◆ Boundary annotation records
■ ■ ■ ■ ■

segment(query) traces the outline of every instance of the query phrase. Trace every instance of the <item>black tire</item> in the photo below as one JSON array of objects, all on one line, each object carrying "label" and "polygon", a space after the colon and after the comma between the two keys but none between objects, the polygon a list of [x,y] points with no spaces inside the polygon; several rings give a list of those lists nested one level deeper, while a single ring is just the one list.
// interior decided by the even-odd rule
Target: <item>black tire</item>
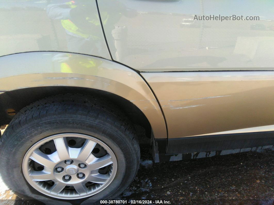
[{"label": "black tire", "polygon": [[[122,112],[104,99],[68,94],[39,100],[23,108],[10,123],[0,141],[0,174],[7,186],[20,198],[45,204],[90,204],[113,199],[135,178],[140,150],[133,126]],[[58,133],[76,132],[93,136],[112,149],[118,168],[111,183],[100,192],[81,200],[65,200],[44,195],[31,186],[23,175],[22,163],[36,142]],[[80,203],[81,202],[81,203]]]}]

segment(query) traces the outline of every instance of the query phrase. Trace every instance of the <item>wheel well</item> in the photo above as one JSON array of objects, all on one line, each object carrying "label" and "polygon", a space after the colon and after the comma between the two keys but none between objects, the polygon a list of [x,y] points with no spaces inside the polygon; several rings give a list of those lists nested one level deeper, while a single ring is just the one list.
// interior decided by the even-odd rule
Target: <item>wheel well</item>
[{"label": "wheel well", "polygon": [[143,128],[145,136],[150,138],[151,127],[142,112],[133,104],[120,96],[104,91],[87,88],[48,86],[22,88],[0,95],[0,126],[8,124],[23,108],[45,97],[58,94],[77,93],[96,95],[118,106],[136,126]]}]

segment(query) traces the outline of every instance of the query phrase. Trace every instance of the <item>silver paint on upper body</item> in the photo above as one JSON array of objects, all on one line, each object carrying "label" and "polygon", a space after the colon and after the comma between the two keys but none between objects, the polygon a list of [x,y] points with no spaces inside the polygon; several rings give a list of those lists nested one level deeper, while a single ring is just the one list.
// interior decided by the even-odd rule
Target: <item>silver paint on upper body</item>
[{"label": "silver paint on upper body", "polygon": [[4,0],[0,11],[0,56],[56,51],[111,59],[95,0]]},{"label": "silver paint on upper body", "polygon": [[[103,27],[113,59],[140,71],[273,70],[273,1],[100,0],[98,4],[100,13],[112,19],[113,24]],[[193,20],[195,15],[219,14],[260,19]]]}]

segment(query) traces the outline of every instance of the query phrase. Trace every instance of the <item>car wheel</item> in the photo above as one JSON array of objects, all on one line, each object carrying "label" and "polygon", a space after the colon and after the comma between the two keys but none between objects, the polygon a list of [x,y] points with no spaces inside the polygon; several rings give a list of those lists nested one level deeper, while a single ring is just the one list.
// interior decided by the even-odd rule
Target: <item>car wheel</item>
[{"label": "car wheel", "polygon": [[49,97],[23,109],[10,123],[0,142],[0,173],[19,197],[46,204],[113,199],[138,170],[134,130],[103,99]]}]

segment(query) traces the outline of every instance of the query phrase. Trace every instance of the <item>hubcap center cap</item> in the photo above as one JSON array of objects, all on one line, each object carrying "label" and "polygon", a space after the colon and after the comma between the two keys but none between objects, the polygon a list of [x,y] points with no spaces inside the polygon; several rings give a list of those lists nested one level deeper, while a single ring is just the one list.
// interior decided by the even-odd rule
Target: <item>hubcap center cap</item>
[{"label": "hubcap center cap", "polygon": [[70,165],[66,168],[65,170],[66,173],[70,175],[72,175],[77,174],[79,171],[78,167],[75,165]]}]

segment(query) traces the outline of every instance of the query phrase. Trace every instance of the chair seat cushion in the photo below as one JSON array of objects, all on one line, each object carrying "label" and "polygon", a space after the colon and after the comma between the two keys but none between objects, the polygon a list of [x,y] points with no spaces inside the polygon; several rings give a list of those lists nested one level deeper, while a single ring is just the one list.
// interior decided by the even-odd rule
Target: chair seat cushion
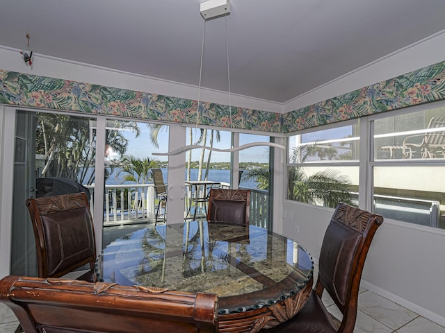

■ ■ ■ ■ ■

◆ Problem requirements
Repeat the material above word for word, from start to finish, but leave the pictures out.

◆ Task answer
segment(query) traces the outline of every instance of the query phrase. Trace every instance of the <item>black tire</item> in the photo below as one JSON array of objects, all on one line, each object carrying "label" and "polygon", a space after the colon and after the comma between the two keys but none between objects, the polygon a list of [x,y] points with no spaces inside the polygon; several rings give a list of those lists nested one level deeper, while a single ring is just the one list.
// interior decided by the even-odd rule
Target: <item>black tire</item>
[{"label": "black tire", "polygon": [[[122,112],[104,99],[68,94],[39,100],[23,108],[10,123],[0,141],[0,174],[7,186],[20,198],[45,204],[90,204],[113,199],[135,178],[140,150],[133,126]],[[58,133],[76,132],[93,136],[112,149],[118,168],[111,183],[100,192],[81,200],[65,200],[44,195],[31,186],[23,175],[22,163],[36,142]],[[80,203],[81,202],[81,203]]]}]

segment(query) traces the outline of every instance of the query phrase. Trace every instance of the <item>wheel well</item> in the photo above as one JSON array of objects, all on one line, each object carrying "label" and "polygon", a space after the colon and after the comma between the two keys but none between objects, the polygon a list of [x,y] points with no spaces inside the polygon; several rings give a list of those lists nested one level deeper, while a single ring is just the one list.
// interior decided by the even-odd rule
Target: <item>wheel well</item>
[{"label": "wheel well", "polygon": [[143,128],[145,136],[150,138],[151,127],[142,112],[133,104],[120,96],[104,91],[87,88],[48,86],[22,88],[0,95],[0,126],[8,124],[23,108],[45,97],[58,94],[77,93],[96,95],[118,106],[136,126]]}]

segment(query) traces the outline of every instance of the query phrase. Trace every instance of the <item>silver paint on upper body</item> in the photo above as one JSON array of objects, all on one line, each object carrying "label" and "polygon", a space after the colon and after the comma between the two keys but none between objects, the polygon a list of [x,y] points with no spaces inside the polygon; several rings give a list of those lists nested one level deeper, while a single ring is just the one list.
// interior decided by the even-odd rule
Target: <item>silver paint on upper body</item>
[{"label": "silver paint on upper body", "polygon": [[4,0],[0,11],[0,56],[56,51],[111,59],[95,0]]},{"label": "silver paint on upper body", "polygon": [[[103,27],[113,59],[140,71],[273,70],[273,1],[100,0],[98,4],[100,13],[112,19],[113,24]],[[193,20],[195,15],[219,14],[260,19]]]}]

segment(query) traces the outline of every instance of the query phrase. Trace every instance of the <item>car wheel</item> in the photo above as one JSON array of objects, all on one line, each object carrying "label" and "polygon", a space after the colon and after the comma between the two keys but none between objects, the polygon a list of [x,y] points with no spaces inside the polygon; several rings give a list of those lists nested one level deeper, while a single ring is just the one list.
// interior decided by the even-odd rule
Target: <item>car wheel</item>
[{"label": "car wheel", "polygon": [[49,97],[23,109],[10,123],[0,142],[0,173],[19,197],[46,204],[113,199],[138,170],[134,130],[103,99]]}]

segment(query) traces the outline of every instance of the query phrase. Trace every instance of the <item>hubcap center cap</item> in the photo above as one JSON array of objects, all on one line, each object carrying "label" and "polygon", a space after the colon and after the comma between the two keys but none between objects, the polygon a list of [x,y] points with no spaces inside the polygon; several rings give a list of those lists nested one level deeper, while a single ring is just the one list.
// interior decided by the even-odd rule
Target: <item>hubcap center cap</item>
[{"label": "hubcap center cap", "polygon": [[70,165],[66,168],[65,170],[66,173],[70,175],[72,175],[77,174],[79,171],[78,167],[75,165]]}]

segment(query) traces the outline of every instance of the query phrase. Trace every instance of the chair seat cushion in the photo below as one JSON array of objects, all on one line, each object carrying "label" and "polygon", a space after the colon and after the comma between the two keys but none between objects, the polygon a list of [x,y] points with no spaces inside the polygon; several rings give a list of those lists nested one level deeper, while a single ring is just the one list.
// interior decided by the even-odd rule
Target: chair seat cushion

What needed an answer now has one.